| EXERCISE GOAL |
Copy each line of the material beneath that holds the word "coordinates".
(DATASET RECORDS Opens)
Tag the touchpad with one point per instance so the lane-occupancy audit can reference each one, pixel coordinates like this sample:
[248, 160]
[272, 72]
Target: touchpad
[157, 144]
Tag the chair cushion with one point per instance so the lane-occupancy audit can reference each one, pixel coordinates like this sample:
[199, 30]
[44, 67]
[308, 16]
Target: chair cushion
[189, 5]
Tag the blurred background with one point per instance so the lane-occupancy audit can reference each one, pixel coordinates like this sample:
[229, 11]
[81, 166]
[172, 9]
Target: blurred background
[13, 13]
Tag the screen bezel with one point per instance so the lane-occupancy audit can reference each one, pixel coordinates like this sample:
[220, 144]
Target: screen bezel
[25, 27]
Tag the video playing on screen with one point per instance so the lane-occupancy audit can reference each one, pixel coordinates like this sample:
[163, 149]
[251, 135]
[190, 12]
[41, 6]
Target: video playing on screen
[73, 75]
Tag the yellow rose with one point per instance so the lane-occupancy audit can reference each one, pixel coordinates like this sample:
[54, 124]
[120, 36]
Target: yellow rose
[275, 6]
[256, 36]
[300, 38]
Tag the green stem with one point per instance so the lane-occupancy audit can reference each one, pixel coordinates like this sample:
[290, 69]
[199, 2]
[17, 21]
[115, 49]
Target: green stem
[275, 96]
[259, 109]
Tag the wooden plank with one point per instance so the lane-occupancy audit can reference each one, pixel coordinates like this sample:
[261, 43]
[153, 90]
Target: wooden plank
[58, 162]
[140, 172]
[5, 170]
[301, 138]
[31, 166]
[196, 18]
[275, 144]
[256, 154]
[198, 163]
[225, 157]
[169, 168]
(DATASET RECORDS Closes)
(DATASET RECORDS Opens)
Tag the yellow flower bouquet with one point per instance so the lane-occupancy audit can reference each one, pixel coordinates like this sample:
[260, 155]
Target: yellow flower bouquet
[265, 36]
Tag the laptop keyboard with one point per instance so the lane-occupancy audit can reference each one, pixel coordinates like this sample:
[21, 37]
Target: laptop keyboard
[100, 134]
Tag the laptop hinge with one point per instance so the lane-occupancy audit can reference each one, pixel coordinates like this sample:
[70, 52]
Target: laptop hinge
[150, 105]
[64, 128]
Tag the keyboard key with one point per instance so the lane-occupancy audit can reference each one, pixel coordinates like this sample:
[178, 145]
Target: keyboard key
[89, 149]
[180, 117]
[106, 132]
(DATASET RECORDS Closes)
| RESPONSE FOR THIS EXERCISE |
Tag the touchpad with one point per instance so the lane-occupancy audit can reference each one, pixel coordinates like this sample:
Tag the chair cushion with one point per instance so the lane-occupancy audit can reference each one, pixel coordinates like this sample:
Tag the blurred background with one point per instance so the lane-occupancy audit can reference each one, pixel coordinates like this sample:
Tag the screen bezel with one point per instance so the lane-occupancy audit can reference each one, pixel coordinates like this sample:
Tag the video playing on screen with one point per instance so the lane-occupancy audit can reference each one, pixel coordinates like this sample:
Tag the yellow rose with one point per instance so the lane-occupancy audit can reference each one, pixel coordinates like this sample:
Tag the green stem with one point per instance so the lane-occupancy audit can reference each one, pixel coordinates like this sample:
Tag the wooden plank with one point per instance so the lane-occupancy audit can reference each one, pixel coordinates like this sample:
Tag the yellow flower bouquet with one point per instance so the lane-occupancy audit can reference each one, pixel coordinates like this sample:
Tag the laptop keyboard with one point per instance so the lane-occupancy audit can reference each one, pixel coordinates like this sample:
Tag the laptop hinge with one point per instance so the lane-occupancy audit can reference each one, pixel coordinates like this sample:
Tag the keyboard key with one point per instance so the lane-occupancy audit can reference each one, pixel coordinates like this sample:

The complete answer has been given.